- Objective
Find each line in the records below that contains the word "church", matching case exactly, and copy those lines in full.

--------------------

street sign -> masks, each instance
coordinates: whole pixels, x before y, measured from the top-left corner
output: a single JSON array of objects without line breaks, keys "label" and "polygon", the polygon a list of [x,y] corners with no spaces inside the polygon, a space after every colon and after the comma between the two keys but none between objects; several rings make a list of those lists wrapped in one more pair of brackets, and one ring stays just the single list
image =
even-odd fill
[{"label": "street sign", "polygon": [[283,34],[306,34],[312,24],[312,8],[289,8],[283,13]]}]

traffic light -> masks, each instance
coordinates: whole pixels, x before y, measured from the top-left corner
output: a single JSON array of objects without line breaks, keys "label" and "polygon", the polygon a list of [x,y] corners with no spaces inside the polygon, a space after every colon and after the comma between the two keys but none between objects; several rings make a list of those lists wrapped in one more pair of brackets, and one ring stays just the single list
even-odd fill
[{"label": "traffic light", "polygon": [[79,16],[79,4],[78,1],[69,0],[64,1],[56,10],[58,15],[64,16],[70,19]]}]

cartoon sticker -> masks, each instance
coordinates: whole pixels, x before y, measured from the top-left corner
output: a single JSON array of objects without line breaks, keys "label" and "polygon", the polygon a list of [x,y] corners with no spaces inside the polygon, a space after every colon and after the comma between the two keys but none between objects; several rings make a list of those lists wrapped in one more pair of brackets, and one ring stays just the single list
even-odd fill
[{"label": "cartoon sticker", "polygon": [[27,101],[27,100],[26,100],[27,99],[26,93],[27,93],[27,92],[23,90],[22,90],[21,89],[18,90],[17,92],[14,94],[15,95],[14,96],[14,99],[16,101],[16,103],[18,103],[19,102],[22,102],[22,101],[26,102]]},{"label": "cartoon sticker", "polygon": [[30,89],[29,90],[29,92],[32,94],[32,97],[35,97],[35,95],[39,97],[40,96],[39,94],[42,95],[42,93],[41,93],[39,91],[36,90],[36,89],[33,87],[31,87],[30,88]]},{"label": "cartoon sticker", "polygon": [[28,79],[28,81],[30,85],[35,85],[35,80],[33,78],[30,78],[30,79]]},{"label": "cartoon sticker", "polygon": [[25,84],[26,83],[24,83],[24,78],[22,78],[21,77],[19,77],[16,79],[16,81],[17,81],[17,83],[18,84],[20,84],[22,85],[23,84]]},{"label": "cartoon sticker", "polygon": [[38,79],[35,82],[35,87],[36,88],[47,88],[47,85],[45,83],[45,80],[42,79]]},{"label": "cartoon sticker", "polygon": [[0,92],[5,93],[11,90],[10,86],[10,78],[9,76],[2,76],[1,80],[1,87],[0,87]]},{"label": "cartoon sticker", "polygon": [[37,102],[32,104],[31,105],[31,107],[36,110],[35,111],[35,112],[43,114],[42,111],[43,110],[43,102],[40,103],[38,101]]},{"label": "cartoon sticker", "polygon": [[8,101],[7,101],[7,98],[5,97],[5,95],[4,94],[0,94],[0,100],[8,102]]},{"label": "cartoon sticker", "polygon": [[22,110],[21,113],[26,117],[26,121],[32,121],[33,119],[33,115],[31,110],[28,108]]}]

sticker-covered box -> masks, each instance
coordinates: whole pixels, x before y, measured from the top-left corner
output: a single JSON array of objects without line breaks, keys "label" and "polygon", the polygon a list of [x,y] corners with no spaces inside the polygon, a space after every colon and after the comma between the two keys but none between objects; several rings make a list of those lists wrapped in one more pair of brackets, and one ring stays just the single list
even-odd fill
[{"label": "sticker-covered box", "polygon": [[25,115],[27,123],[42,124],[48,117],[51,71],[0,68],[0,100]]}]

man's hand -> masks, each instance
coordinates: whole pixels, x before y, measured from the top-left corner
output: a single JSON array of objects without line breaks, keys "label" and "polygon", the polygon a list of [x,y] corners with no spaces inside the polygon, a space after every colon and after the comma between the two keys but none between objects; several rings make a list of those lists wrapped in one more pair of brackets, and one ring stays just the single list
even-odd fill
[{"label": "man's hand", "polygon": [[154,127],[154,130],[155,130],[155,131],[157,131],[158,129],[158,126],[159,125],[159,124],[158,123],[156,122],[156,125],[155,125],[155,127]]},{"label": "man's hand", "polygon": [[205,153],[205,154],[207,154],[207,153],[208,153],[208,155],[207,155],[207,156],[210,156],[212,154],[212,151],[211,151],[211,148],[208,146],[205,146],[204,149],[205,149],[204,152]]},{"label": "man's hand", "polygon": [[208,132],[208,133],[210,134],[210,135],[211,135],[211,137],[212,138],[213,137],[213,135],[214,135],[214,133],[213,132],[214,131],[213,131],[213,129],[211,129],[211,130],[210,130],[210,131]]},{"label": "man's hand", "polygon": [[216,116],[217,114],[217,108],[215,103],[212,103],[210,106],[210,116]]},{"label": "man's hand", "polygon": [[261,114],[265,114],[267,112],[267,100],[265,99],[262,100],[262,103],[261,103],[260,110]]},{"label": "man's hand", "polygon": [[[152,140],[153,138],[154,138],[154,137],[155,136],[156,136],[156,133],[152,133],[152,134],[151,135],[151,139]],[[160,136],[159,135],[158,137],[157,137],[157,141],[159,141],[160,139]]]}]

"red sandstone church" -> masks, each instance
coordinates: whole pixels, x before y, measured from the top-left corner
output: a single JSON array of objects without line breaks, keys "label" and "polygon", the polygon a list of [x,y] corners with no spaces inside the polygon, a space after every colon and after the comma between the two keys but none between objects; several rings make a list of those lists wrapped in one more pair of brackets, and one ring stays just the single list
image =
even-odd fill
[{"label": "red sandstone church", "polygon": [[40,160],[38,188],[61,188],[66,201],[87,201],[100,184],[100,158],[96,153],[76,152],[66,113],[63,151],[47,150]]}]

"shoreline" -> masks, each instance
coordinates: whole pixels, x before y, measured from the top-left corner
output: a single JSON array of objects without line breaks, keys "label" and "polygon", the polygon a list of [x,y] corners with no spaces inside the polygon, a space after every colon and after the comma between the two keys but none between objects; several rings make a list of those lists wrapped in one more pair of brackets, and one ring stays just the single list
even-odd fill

--------------------

- Reply
"red sandstone church" -> masks, each instance
[{"label": "red sandstone church", "polygon": [[40,160],[38,188],[61,188],[66,201],[87,201],[100,184],[100,158],[96,153],[76,152],[66,113],[63,151],[47,150]]}]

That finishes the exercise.